>> START

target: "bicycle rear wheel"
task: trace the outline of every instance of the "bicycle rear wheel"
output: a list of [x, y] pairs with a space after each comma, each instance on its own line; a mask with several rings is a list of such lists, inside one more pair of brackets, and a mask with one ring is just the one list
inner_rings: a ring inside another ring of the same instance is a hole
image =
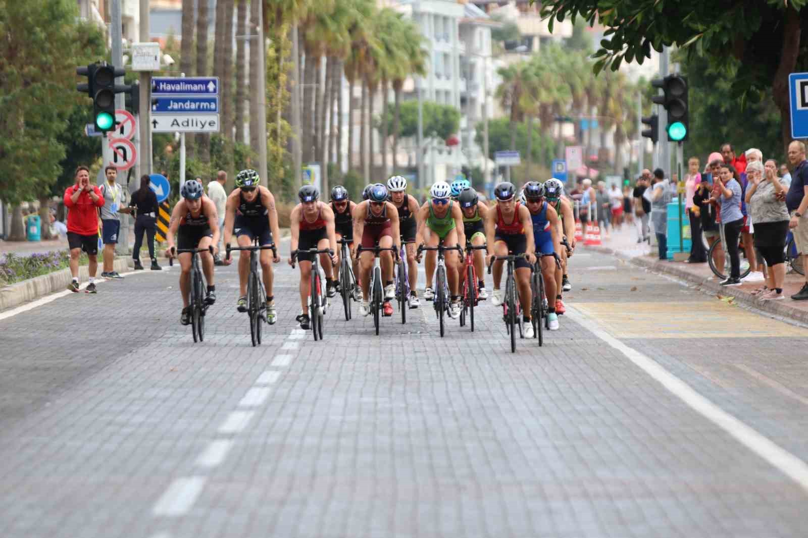
[[446, 313], [446, 272], [443, 267], [438, 267], [438, 274], [436, 280], [435, 296], [436, 305], [438, 306], [438, 319], [440, 323], [440, 336], [444, 335], [445, 328], [444, 326], [444, 315]]
[[507, 277], [507, 286], [505, 290], [505, 301], [507, 304], [507, 315], [505, 322], [507, 324], [508, 331], [511, 334], [511, 352], [516, 352], [516, 283], [512, 275]]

>> END

SHORT PROBLEM: Rewrite the items above, replacing "rear" with "back" everywhere it appears and changing nothing else. Omit the picture from your answer.

SOLUTION TO THE EXERCISE:
target: "bicycle back wheel"
task: trace the outline of every instance of the "bicycle back wheel"
output: a list of [x, y] pairs with a space after each comma, each instance on its own line; a mask with several rings is a list of such lists, inside one more pair of brackets, and a mask with one ring is just the one list
inner_rings: a ring inside another ring of the same instance is a hole
image =
[[446, 313], [446, 272], [443, 267], [438, 267], [438, 274], [436, 280], [435, 296], [436, 305], [438, 306], [438, 319], [440, 323], [440, 336], [444, 335], [445, 328], [444, 326], [444, 315]]
[[507, 277], [507, 286], [505, 290], [505, 301], [507, 304], [507, 315], [505, 322], [507, 324], [508, 331], [511, 334], [511, 352], [516, 352], [516, 283], [512, 275]]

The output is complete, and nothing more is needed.